◆ **SHORT EXERCISE 1**
Answer these questions about the passage on the Church document:
(a) Which three words does the document not mention at all?
(b) According to the document, what does the lack of welcome deprive the Church of?
(c) From whom did the document report a general call to acknowledge what women already do?

◆ **QUOTED TEXT**
-- -- --
The document does not include any mention of “homosexual,” “orientation,” or “gay,” but offers a general acknowledgement of a desire from all continents “concerning people who, for different reasons, are or feel excluded or on the margins of the ecclesial community or who struggle to find full recognition of their dignity and gifts within it.”

“This lack of welcome leaves them feeling rejected, hinders their journey of faith and encounter with the Lord, and deprives the Church of their contribution to mission,” the document says.

On women, like the synthesis document, the instrumentum laboris recognizes a widespread desire to see women in roles of leadership and governance more often, and to foster a greater inclusion of women, but without offering any specifics in terms of women’s priestly ordination or the female diaconate.

It reported what it said was a general call from bishops’ conferences to acknowledge what women already do, and to further develop these roles, while also calling for greater “exploration of ministerial and pastoral modalities that better express the charisms and gifts the Spirit pours out on women in response to the pastoral needs of our time.”
-- -- --
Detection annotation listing

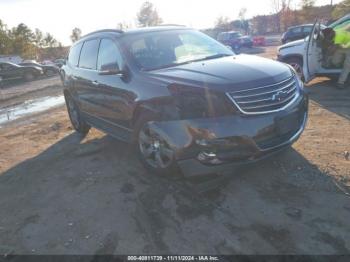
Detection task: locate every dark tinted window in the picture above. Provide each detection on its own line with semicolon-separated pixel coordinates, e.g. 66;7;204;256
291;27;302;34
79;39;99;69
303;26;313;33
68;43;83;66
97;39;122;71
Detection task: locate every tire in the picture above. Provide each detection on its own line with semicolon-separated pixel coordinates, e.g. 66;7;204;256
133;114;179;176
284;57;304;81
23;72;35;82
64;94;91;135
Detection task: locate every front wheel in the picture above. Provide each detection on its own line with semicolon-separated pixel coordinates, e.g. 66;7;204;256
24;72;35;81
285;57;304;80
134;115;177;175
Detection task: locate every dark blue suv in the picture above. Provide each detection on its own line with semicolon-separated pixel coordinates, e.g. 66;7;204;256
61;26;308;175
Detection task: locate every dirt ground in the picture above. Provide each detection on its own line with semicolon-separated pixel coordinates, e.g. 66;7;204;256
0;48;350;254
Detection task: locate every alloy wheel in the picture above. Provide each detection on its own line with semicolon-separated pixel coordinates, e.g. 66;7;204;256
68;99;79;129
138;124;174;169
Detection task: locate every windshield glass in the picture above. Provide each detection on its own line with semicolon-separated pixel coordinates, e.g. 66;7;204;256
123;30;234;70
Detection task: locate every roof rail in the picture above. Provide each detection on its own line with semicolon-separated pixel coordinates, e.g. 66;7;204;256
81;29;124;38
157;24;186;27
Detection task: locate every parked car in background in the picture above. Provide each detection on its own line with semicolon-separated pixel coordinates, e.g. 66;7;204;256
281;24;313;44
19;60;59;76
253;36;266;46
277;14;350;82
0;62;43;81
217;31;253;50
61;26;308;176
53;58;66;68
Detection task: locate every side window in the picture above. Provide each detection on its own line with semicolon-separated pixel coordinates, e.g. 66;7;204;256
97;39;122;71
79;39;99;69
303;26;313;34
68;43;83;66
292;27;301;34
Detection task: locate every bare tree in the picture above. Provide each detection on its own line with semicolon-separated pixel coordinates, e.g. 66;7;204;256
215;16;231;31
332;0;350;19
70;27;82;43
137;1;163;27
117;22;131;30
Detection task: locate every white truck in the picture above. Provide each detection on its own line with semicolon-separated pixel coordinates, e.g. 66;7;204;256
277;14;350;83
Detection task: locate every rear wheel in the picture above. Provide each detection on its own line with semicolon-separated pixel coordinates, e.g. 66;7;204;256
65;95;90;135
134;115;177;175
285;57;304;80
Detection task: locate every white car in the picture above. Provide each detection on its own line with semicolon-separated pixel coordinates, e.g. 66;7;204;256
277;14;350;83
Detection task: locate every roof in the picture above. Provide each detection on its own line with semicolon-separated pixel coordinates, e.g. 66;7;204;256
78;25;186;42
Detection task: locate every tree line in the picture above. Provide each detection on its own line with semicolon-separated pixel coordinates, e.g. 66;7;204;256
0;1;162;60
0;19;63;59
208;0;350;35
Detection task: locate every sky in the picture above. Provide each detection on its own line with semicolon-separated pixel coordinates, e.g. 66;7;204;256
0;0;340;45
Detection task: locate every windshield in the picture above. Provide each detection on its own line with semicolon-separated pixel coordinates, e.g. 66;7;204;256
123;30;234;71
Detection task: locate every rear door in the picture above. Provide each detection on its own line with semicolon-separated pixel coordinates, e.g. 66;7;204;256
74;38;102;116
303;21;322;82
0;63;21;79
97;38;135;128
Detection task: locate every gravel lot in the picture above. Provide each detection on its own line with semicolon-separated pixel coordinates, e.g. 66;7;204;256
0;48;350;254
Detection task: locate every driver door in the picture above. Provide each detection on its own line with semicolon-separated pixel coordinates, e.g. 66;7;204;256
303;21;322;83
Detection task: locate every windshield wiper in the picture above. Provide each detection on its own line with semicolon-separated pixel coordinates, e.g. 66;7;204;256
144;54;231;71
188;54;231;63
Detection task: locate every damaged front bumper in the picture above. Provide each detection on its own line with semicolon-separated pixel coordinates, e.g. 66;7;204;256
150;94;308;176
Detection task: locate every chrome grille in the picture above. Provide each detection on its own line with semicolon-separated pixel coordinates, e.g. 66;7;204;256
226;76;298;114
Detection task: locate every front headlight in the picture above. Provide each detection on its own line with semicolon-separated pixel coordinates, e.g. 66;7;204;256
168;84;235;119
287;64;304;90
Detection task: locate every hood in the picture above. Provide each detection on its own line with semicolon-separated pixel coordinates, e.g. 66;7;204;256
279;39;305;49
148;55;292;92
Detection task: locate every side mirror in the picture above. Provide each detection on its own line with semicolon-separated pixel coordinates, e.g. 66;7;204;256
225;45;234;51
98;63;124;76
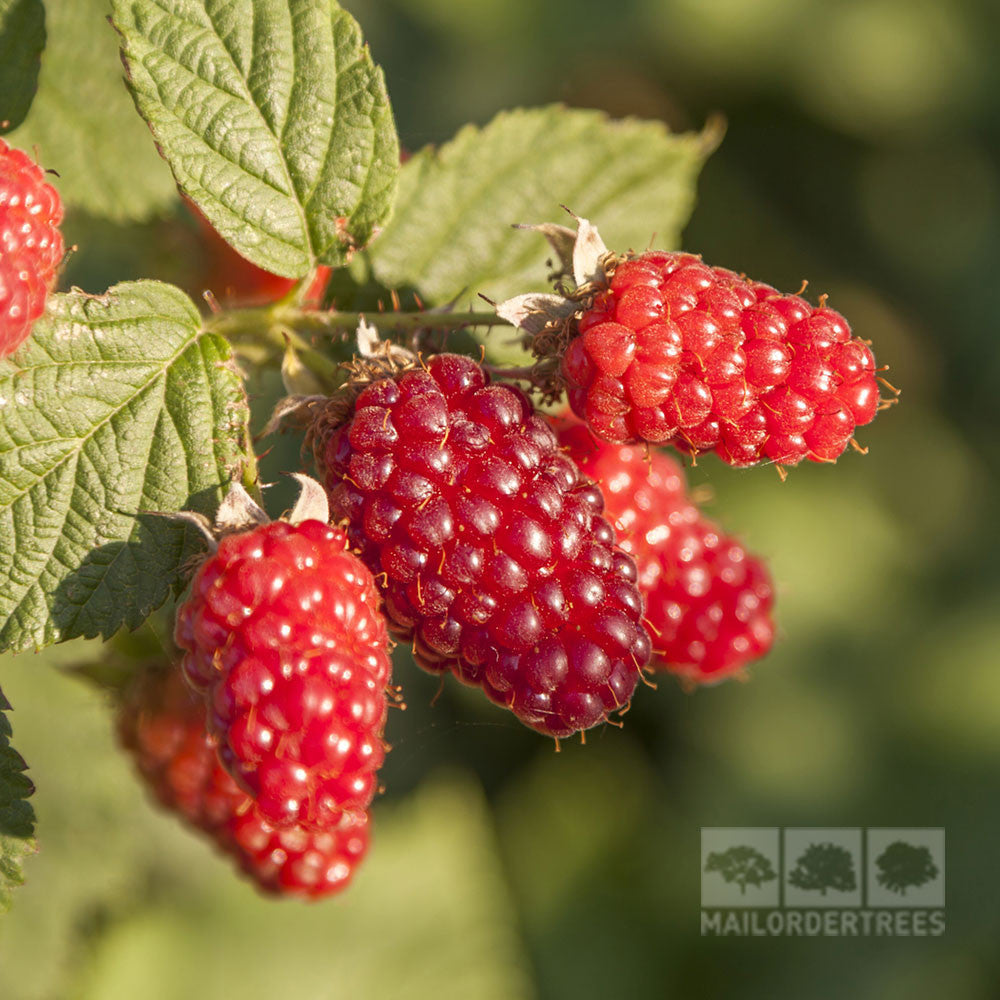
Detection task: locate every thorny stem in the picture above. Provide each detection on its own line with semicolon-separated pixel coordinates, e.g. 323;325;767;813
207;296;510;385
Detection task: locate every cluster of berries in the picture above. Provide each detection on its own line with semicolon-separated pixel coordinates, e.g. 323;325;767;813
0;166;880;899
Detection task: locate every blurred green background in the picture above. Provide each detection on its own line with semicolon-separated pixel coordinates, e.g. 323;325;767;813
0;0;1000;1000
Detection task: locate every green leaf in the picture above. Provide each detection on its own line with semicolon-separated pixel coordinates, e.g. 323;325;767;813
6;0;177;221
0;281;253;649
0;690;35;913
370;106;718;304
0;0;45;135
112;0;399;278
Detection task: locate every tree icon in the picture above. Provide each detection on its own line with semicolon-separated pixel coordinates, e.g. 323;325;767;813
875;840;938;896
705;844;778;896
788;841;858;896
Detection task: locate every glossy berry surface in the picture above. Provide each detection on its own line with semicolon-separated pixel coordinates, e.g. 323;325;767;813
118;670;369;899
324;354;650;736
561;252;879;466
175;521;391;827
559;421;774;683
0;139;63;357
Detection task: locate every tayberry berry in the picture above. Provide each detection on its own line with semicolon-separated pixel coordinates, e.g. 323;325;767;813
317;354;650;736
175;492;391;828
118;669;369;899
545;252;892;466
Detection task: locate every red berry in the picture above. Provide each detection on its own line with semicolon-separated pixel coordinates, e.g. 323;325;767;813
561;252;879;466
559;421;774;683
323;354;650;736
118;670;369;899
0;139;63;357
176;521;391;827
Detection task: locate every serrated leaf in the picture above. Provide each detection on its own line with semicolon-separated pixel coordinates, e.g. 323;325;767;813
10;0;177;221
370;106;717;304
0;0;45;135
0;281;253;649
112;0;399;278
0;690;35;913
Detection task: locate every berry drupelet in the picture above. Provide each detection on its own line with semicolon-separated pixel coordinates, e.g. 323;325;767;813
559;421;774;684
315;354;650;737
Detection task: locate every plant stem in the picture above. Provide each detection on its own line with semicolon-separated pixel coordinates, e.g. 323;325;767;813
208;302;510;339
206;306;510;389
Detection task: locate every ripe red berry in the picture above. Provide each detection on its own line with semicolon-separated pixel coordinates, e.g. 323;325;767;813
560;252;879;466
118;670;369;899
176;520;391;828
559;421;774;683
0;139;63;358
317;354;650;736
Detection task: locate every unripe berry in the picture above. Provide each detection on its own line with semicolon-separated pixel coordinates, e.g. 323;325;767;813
-- -- --
◆ **SHORT EXERCISE 2**
In the listing, update the lines starting with the line with "Detection task: locate every roof rail" and going on through the line with "123;30;234;71", replacing "roof rail" with "luggage rack" and leaving everything else unchanged. Return only those lines.

◆ **COMPLETE OUTPUT 1**
(a) "Homosexual," "orientation," and "gay."
(b) Their contribution to mission.
(c) Bishops' conferences.

◆ **COMPLETE OUTPUT 2**
Detection task: locate every luggage rack in the picture above. Provide each detection on its own line with semicolon-separated pixel coordinates, e.g. 66;7;204;256
81;29;124;38
157;24;186;27
Detection task: locate every parked car in background in the picture above. Provide each detection on its own line with semicolon-separated pixel coordinates, e.g. 66;7;204;256
281;24;313;44
19;60;59;76
253;36;266;46
277;14;350;82
0;62;43;81
217;31;253;50
61;26;308;176
53;58;66;68
Detection task: locate every side window in the picture above. Provide each detection on its own line with semicolon-separated pixel coordinates, e.g. 66;7;204;256
97;39;122;71
79;39;99;69
303;26;313;34
68;43;83;66
292;27;301;34
Detection task: locate every bare tree in the picture above. Provide each detection on its own line with semicolon-separated pixel coordinates, e.g. 66;7;204;256
215;16;231;31
332;0;350;19
70;27;82;43
137;1;163;27
117;22;131;30
Detection task: locate every white truck in the picture above. Provide each detection on its own line with semicolon-separated pixel coordinates, e.g. 66;7;204;256
277;14;350;83
Detection task: locate every rear wheel in the picture above. Provide each detection on its own line with semicolon-separated pixel coordinates, e.g. 66;7;204;256
65;95;90;135
134;115;177;175
285;57;304;80
Detection task: locate every white car in the picture above. Provide each detection on its own line with semicolon-separated pixel coordinates, e.g. 66;7;204;256
277;14;350;83
Detection task: locate every roof in the picture above. Provide each detection on its own line with semicolon-separated pixel coordinates, e.g. 66;7;204;256
78;25;186;42
Detection task: locate every tree line in the picture above. Provide each detection on its own line with semicolon-separated pixel coordinates, e.g. 66;7;204;256
0;1;162;60
0;19;63;59
208;0;350;35
Detection task: locate every sky in the picture above. Provide each detection on its own line with semicolon-separated pixel coordinates, e.g. 66;7;204;256
0;0;340;45
Detection task: locate every windshield in the picture above. Provide each detection on its own line with semicolon-separated pixel coordinates, e.g. 66;7;204;256
123;30;234;71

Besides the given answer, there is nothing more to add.